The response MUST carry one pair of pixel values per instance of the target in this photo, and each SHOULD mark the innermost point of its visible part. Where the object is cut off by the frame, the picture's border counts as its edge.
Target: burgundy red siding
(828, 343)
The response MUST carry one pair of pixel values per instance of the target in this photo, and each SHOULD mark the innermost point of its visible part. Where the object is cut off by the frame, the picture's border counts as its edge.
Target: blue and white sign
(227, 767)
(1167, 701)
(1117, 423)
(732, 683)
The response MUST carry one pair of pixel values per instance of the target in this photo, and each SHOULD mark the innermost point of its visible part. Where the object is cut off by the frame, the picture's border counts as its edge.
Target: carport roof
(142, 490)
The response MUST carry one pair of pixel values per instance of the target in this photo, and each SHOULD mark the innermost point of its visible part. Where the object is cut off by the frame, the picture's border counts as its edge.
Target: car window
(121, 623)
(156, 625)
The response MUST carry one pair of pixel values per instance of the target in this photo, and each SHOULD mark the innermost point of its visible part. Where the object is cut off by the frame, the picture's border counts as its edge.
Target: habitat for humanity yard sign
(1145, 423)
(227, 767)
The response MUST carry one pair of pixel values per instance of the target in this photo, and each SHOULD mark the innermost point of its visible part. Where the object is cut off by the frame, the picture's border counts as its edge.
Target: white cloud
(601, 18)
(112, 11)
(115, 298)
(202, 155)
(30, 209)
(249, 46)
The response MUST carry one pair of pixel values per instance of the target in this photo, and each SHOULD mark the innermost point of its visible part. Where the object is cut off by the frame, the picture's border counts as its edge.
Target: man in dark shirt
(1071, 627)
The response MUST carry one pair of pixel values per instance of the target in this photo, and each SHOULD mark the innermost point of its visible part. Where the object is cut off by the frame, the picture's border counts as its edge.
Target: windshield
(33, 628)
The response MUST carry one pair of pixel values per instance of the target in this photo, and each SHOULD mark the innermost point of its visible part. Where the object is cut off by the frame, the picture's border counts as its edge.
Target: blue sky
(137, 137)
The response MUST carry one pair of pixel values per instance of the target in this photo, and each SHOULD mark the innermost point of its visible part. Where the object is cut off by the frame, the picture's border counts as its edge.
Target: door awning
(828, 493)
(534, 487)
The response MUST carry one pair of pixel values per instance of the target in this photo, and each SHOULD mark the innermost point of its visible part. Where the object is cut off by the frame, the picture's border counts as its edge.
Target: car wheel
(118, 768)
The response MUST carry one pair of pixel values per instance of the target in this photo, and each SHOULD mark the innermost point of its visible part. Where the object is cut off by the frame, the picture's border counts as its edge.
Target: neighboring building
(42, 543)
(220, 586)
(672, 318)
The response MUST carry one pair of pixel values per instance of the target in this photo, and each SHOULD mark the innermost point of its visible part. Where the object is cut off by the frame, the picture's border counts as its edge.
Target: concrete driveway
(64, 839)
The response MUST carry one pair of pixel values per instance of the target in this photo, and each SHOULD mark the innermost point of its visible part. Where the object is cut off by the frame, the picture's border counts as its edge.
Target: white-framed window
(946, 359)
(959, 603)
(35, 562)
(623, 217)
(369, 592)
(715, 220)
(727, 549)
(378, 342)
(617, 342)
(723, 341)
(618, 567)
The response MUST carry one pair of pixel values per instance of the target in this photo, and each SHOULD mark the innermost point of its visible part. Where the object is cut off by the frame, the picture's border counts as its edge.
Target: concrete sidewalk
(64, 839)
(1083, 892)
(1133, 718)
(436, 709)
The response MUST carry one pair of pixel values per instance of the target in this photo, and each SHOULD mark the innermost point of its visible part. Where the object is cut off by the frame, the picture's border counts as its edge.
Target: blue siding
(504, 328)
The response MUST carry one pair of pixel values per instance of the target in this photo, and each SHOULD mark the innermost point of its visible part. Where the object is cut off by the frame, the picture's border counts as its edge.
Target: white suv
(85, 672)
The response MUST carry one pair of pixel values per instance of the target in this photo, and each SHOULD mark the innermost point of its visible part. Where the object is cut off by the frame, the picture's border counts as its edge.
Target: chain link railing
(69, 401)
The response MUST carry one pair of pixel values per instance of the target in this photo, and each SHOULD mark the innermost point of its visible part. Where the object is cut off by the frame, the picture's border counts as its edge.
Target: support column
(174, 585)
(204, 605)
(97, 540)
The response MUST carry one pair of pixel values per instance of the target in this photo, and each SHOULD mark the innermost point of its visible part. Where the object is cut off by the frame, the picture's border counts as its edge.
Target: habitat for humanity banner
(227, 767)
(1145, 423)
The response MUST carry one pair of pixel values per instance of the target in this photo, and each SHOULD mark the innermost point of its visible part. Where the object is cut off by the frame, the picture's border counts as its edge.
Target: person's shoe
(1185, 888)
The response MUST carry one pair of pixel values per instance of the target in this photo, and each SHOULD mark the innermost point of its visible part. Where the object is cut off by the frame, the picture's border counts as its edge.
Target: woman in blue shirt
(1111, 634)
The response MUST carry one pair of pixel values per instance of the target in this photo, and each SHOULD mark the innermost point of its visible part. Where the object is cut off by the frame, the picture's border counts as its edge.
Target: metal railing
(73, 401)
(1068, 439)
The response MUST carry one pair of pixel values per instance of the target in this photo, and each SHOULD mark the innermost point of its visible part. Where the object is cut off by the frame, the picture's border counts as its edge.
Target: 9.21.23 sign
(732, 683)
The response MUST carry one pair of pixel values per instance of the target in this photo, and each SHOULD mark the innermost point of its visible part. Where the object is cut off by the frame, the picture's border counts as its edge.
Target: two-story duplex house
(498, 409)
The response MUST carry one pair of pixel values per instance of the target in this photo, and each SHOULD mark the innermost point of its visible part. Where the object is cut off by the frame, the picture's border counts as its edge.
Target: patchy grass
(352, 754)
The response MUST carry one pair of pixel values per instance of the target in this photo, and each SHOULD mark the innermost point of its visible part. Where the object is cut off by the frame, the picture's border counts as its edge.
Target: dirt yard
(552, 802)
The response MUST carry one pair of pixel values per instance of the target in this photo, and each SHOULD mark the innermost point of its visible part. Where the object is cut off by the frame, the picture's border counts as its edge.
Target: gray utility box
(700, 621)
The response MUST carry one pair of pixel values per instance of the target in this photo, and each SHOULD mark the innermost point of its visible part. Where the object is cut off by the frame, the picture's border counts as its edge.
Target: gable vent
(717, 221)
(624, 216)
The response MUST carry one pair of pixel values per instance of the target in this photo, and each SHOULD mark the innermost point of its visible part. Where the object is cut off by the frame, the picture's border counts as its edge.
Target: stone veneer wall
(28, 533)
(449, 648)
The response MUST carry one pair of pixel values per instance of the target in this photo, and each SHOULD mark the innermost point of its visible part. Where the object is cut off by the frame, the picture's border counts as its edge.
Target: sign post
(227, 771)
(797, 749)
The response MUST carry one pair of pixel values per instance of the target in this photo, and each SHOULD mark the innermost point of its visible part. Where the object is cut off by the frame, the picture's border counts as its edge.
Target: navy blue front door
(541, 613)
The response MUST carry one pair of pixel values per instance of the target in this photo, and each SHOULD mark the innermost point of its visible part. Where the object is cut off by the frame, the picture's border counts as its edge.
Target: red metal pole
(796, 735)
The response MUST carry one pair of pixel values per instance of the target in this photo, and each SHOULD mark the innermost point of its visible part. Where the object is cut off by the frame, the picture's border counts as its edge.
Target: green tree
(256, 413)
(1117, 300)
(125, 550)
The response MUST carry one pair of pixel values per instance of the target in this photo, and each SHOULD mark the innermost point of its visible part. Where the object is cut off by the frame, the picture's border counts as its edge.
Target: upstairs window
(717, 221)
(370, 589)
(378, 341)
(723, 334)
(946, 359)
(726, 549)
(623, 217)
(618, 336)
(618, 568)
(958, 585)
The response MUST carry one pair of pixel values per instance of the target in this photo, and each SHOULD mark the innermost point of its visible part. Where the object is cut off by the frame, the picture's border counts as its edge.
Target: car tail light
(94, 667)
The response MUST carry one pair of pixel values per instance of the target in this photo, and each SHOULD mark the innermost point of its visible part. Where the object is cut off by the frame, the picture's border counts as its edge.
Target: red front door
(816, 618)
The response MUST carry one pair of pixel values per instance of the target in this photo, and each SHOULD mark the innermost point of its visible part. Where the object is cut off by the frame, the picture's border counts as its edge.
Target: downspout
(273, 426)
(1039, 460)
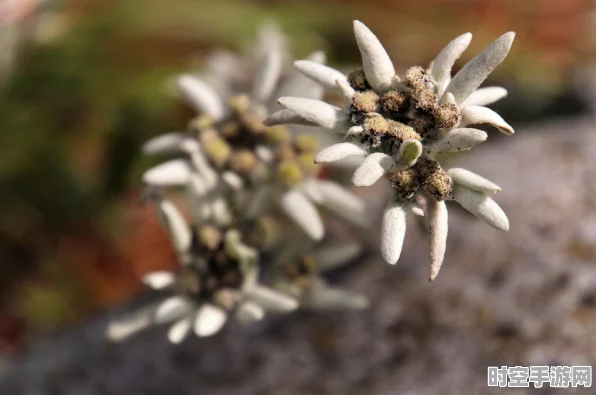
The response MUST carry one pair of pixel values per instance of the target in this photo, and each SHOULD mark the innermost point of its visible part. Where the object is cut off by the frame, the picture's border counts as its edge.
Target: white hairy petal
(179, 330)
(485, 96)
(344, 88)
(171, 309)
(334, 255)
(249, 312)
(322, 297)
(209, 320)
(437, 219)
(316, 111)
(202, 97)
(393, 231)
(473, 181)
(159, 279)
(371, 169)
(303, 213)
(443, 63)
(166, 143)
(376, 63)
(176, 226)
(267, 76)
(203, 168)
(459, 140)
(409, 152)
(286, 116)
(123, 328)
(301, 86)
(476, 70)
(339, 151)
(342, 202)
(320, 73)
(271, 300)
(473, 115)
(482, 207)
(171, 173)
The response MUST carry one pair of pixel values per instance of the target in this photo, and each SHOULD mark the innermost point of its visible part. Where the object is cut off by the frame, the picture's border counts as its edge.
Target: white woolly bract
(473, 181)
(372, 169)
(437, 221)
(303, 213)
(393, 231)
(316, 111)
(458, 140)
(443, 63)
(476, 70)
(339, 151)
(482, 207)
(376, 63)
(473, 115)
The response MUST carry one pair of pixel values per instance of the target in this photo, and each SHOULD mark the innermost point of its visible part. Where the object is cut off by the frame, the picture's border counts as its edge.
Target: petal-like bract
(371, 169)
(316, 111)
(303, 213)
(476, 70)
(378, 68)
(339, 151)
(482, 207)
(459, 140)
(471, 180)
(393, 231)
(443, 63)
(473, 115)
(436, 216)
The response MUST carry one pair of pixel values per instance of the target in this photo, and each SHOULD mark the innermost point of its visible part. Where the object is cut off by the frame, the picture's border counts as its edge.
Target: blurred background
(83, 83)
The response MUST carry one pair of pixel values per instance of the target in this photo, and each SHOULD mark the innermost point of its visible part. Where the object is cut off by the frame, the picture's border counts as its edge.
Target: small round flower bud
(438, 185)
(405, 183)
(446, 116)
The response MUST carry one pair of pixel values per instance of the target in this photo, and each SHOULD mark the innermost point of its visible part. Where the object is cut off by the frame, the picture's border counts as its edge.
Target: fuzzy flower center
(411, 110)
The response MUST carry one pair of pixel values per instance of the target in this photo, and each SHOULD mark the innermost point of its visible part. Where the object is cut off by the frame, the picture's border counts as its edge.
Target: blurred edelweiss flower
(238, 174)
(400, 125)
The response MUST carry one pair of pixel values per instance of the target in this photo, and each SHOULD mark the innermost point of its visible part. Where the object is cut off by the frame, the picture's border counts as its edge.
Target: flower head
(400, 125)
(238, 174)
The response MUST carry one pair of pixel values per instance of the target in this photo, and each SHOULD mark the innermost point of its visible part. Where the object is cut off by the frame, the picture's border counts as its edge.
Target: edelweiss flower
(238, 166)
(400, 125)
(218, 275)
(300, 277)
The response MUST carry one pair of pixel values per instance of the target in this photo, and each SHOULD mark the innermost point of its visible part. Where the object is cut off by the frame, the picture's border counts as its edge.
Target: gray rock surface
(526, 297)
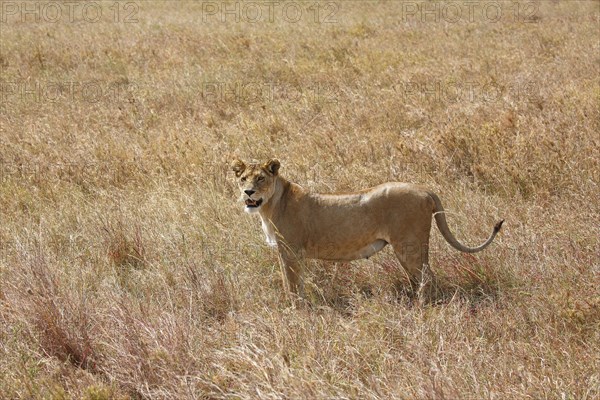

******************************

• [Your task]:
Reproduce word for word only the lines between the line containing "Target: blurred edelweiss flower" and the end of the listing above, both included, and drop any pictures.

• [Response below]:
Target: blurred edelweiss flower
(238, 174)
(400, 125)
The response MUST carry one pair of pixel values per instance of the target in this photo, and each SHOULD mark the innermost point of its visible part. Where the object is cut off by the frame, the picture's border counts as its edge.
Target: flower head
(400, 125)
(238, 174)
The response MUST carry one pair of pixel values per instance of the target in this photo, and each SHOULD mark the innermost point of its visible part. Where the object is cut off by the frame, the picture's border counts as its edge.
Target: edelweiss flower
(238, 166)
(400, 125)
(218, 275)
(300, 277)
The response MUST carry one pair of pixel values per instance of the target in this photo, and each SHOULD mark the innermost point of its visible part. Where the object is cut off by the frame, the picture's border counts as its edge.
Target: gray rock surface
(526, 297)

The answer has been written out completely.